Short task: Say whether each statement agrees with the post on sparse files below, answering yes or no and quoting the deciding words of the post. 1. By convention, reading an unwritten part of a file returns zeroes. 2. Archiving programs such as tar have no way to skip runs of zeroes in a file. 3. SEEK_HOLE and SEEK_DATA were added to lseek(2) as part of the ZFS project.

Page extract:

-- -- --

Jeff Bonwick's Blog |
Monday Dec 12, 2005
SEEK_HOLE and SEEK_DATA for sparse files
A sparse file is a file that contains much less data than its size would suggest. If you create a new file and then do a 1-byte write to the billionth byte, for example, you've just created a 1GB sparse file. By convention, reads from unwritten parts of a file return zeroes. File-based backup and archiving programs like tar, cpio, and rsync can detect runs of zeroes and ignore them, so that the archives they produce aren't filled with zeroes. Still, this is terribly inefficient. If you're a backup program, what you really want is a list of the non-zero segments in the file. But historically there's been no way to get this information without looking at filesystem-specific metadata. Desperately seeking segments As part of the ZFS project, we introduced two general extensions to lseek(2): SEEK_HOLE and SEEK_DATA. These allow you to quickly discover the non-zero regions of sparse files. Quoting from the new man page:
o If whence is SEEK_HOLE, the offset of the start of the
next hole greater than or equal to the supplied offset
is returned. The definition of a hole is provided near
the end of the DESCRIPTION.

-- -- --

Supplied material:
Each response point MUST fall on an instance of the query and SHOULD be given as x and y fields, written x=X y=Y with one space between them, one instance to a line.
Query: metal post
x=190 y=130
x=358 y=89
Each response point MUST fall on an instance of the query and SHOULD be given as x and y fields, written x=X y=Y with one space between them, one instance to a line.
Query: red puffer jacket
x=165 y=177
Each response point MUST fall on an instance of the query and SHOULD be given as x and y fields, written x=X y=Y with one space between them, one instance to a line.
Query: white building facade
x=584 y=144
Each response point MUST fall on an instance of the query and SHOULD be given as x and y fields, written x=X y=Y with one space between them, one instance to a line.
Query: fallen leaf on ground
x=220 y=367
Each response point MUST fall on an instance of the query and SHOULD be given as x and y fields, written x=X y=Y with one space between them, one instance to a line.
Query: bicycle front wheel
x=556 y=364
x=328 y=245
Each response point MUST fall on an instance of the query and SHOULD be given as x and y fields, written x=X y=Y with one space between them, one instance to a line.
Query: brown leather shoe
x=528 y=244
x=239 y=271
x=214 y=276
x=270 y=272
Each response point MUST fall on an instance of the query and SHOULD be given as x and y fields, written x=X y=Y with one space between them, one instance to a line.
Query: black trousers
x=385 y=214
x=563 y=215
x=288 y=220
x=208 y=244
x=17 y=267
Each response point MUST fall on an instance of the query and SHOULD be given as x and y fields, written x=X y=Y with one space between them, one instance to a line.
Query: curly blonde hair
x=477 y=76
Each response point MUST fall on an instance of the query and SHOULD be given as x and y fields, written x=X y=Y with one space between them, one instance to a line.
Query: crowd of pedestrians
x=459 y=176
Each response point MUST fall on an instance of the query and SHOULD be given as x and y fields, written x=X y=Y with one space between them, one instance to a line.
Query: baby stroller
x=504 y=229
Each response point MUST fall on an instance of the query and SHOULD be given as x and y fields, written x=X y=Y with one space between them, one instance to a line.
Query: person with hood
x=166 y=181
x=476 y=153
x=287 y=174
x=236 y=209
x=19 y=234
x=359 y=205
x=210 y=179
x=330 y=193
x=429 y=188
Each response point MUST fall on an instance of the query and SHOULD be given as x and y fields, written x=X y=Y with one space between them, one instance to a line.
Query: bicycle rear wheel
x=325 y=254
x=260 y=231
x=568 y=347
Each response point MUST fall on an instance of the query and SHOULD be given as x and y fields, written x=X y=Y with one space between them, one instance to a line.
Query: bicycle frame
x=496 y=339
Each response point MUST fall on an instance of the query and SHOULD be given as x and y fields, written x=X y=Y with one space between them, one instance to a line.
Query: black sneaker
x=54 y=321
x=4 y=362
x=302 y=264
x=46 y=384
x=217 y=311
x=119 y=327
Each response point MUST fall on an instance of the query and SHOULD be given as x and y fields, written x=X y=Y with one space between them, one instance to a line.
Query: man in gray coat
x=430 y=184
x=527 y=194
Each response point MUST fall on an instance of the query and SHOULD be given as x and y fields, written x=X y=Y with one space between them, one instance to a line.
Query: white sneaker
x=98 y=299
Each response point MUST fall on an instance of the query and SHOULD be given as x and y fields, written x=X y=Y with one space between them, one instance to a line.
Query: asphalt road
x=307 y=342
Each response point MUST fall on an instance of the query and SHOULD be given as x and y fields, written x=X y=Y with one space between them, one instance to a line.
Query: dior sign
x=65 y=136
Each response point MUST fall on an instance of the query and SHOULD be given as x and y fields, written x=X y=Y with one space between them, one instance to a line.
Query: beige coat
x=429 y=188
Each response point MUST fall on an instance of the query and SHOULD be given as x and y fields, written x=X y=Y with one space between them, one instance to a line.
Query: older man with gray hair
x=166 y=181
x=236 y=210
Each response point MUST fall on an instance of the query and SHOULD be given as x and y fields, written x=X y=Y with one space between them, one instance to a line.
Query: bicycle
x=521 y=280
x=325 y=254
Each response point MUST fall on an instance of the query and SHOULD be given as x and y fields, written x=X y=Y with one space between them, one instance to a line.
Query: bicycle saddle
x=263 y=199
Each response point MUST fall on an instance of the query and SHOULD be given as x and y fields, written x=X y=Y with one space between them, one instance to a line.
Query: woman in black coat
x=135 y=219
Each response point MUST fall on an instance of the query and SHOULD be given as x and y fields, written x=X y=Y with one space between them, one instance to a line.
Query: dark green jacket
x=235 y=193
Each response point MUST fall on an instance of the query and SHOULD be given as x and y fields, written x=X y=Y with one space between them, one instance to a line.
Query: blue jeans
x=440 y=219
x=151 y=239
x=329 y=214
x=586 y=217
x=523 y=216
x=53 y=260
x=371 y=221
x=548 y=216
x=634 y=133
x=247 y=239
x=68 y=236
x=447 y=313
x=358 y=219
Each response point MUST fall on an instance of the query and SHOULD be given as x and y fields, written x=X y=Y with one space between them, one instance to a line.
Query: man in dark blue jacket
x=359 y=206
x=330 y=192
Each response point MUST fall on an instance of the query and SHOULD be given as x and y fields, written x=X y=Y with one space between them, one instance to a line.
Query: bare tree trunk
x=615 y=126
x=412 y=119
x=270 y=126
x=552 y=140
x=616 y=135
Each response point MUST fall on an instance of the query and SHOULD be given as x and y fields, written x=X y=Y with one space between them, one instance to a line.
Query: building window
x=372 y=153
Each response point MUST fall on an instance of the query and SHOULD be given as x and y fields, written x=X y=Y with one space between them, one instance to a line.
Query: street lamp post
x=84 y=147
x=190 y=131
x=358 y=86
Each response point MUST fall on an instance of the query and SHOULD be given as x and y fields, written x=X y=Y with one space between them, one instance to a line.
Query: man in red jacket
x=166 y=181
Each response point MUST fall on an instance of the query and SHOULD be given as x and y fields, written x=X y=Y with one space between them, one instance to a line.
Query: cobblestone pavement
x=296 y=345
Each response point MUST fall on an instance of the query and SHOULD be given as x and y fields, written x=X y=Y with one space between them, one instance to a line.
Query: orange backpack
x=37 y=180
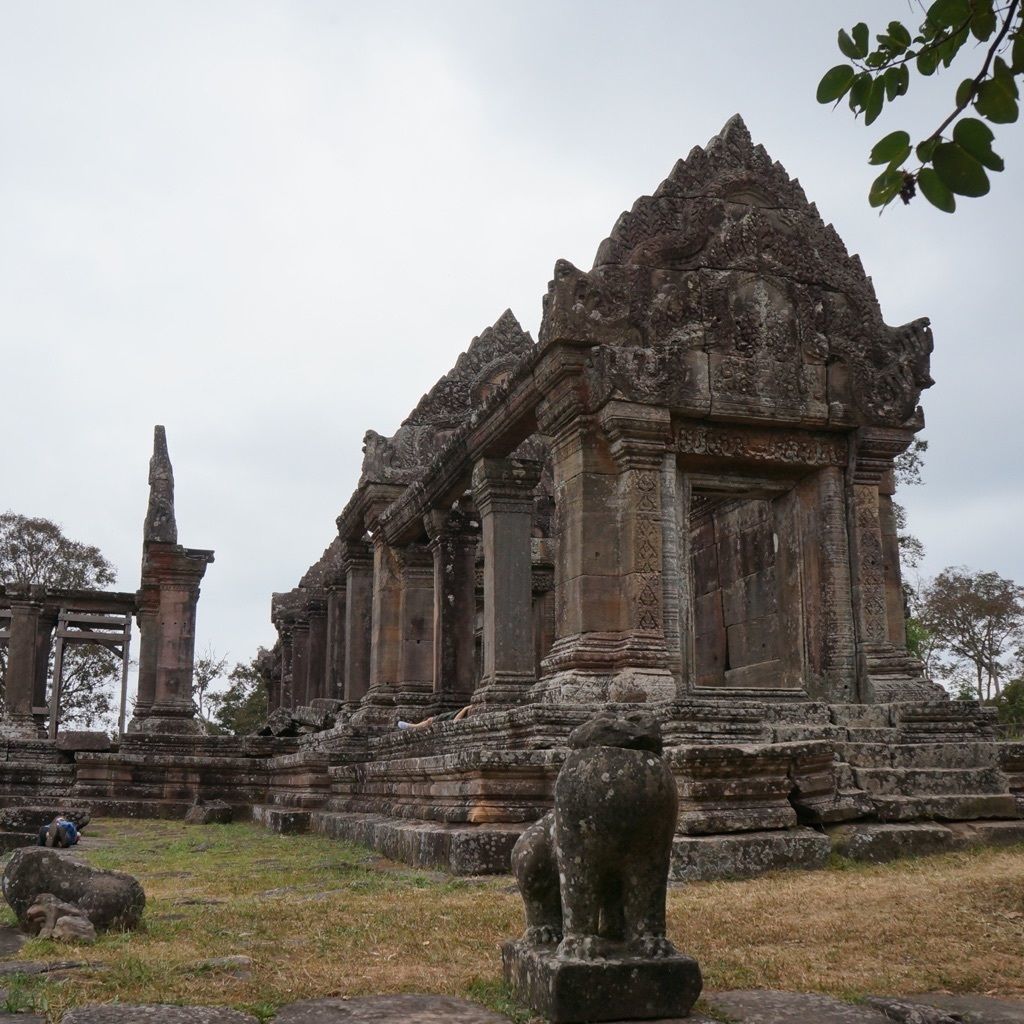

-- -- --

Correct answer:
1. Yes: "By convention, reads from unwritten parts of a file return zeroes."
2. No: "File-based backup and archiving programs like tar, cpio, and rsync can detect runs of zeroes and ignore them"
3. Yes: "As part of the ZFS project, we introduced two general extensions to lseek(2): SEEK_HOLE and SEEK_DATA."